▶ Exercise task A: Could you restate the market commentary below, starting with "June 01, 2020" and going on through "up by 0.05%.", but swapping "Hang Seng" for "Hang Seng Index"?

▶ Text passage:
-----

June 01, 2020


Global Commentary

Asian markets were mostly lower on Friday as investors remained cautious ahead of a news conference scheduled for Friday in the U.S. where President Trump is planning to announce the U.S. response to Chinese national security laws which have taken away the autonomy of Hong Kong. In mainland China, the Shanghai Composite was 0.22% higher as investors there were unfazed, however the Hang Seng in Hong Kong slipped 0.74%. Australian investors were more bearish, sending the S&P/ASX 200 1.63% lower. In Japan, the Nikkei finished with a small 0.18% loss, while South Korea’s Kospi edged up by 0.05%.

European markets fell on Friday as worries over rising tensions between the U.S. and China overshadowed optimism regarding the reopening of economies. The pan-European Stoxx Europe 600 fell 1.44% on the day, but still recorded a gain of more than 3% for the month of May, giving the index a second consecutive winning month. In Germany, the DAX finished 1.65% lower, and the CAC 40 in France retreated 1.59%. London’s FTSE also retreated, outpacing the declines in Europe and ending the session with a 2.29% loss. 

In the U.S., markets pulled into positive territory in the final hour of trade after President Trump spoke about China and made no indication he intended to pull the U.S. out of the phase 1 trade deal with the rival superpower. At the close, the Dow Industrials were down slightly by 0.07 %, while the S&P 500 added 0.48%, and the Nasdaq rose 1.29%.



Cryptocurrency markets finished mixed on Friday, with leading cryptocurrency Bitcoin falling 0.3%. There were also losses of 0.6% for Bitcoin SV and 0.4% for Ripple. Number ten altcoin Tezos led gains as it added 3%, and number two cryptocurrency Ethereum advanced 2%, while Litecoin and Bitcoin Cash were both flat. Overall, 53 of the top 100 cryptocurrencies posted gains as markets were nearly evenly matched.



EUR/USD – The pair continued climbing on Friday, but pulled back following President Trump’s press conference as the U.S. dollar strengthened on the news of the U.S. remaining committed to the phase 1 trade deal with China. The pullback erased roughly 40 pips from gains, but the pair remained above the supportive 1.1100 level.

USD/JPY – The pair looked set to break out of its range-bound trade to the downside on Friday as it dipped to 107.07 early in the session. However, the pair reversed off that level and finished at the top of the recent range, just shy of the 108.00 level. The reduced U.S.-China tensions were responsible for it and the pair could continue higher when trading resumes on Monday.



Metals – Precious metals gained Friday as traders awaited the news conference with President Trump that’s expected to see the U.S. reintroduce sanctions against the country in retaliation for the recently passed national security laws that have effectively removed the autonomy of Hong Kong. August gold rose $23.40, or about 1.4%, to $1,751.70 an ounce. Gold tacked on 3.4% for the month. Meanwhile, July silver picked up $0.53, or 3%, to end at $18.499 an ounce. For the month, it gained nearly 24%, its best monthly performance since April 2011.

-----

▶ Data rows:
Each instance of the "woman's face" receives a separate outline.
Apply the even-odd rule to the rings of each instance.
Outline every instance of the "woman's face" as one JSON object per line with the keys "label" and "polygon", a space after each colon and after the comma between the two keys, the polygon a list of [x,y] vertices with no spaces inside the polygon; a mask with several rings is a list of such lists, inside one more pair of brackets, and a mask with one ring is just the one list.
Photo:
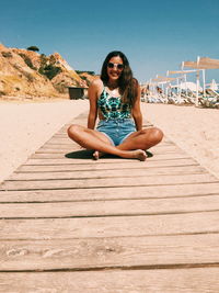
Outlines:
{"label": "woman's face", "polygon": [[119,56],[112,57],[107,64],[107,75],[110,81],[116,81],[124,70],[123,59]]}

-----

▶ Exercise task B: Which lines of the listing above contain the string "label"? Gather and copy each of them.

▶ Full solution A:
June 01, 2020


Global Commentary

Asian markets were mostly lower on Friday as investors remained cautious ahead of a news conference scheduled for Friday in the U.S. where President Trump is planning to announce the U.S. response to Chinese national security laws which have taken away the autonomy of Hong Kong. In mainland China, the Shanghai Composite was 0.22% higher as investors there were unfazed, however the Hang Seng Index in Hong Kong slipped 0.74%. Australian investors were more bearish, sending the S&P/ASX 200 1.63% lower. In Japan, the Nikkei finished with a small 0.18% loss, while South Korea’s Kospi edged up by 0.05%.

▶ Full solution B:
Outline every instance of the "woman's face" as one JSON object per line with the keys "label" and "polygon", a space after each colon and after the comma between the two keys, the polygon a list of [x,y] vertices with no spaces inside the polygon; a mask with several rings is a list of such lists, inside one more pair of brackets, and a mask with one ring is just the one list.
{"label": "woman's face", "polygon": [[119,56],[112,57],[107,64],[107,75],[110,81],[116,81],[124,70],[123,59]]}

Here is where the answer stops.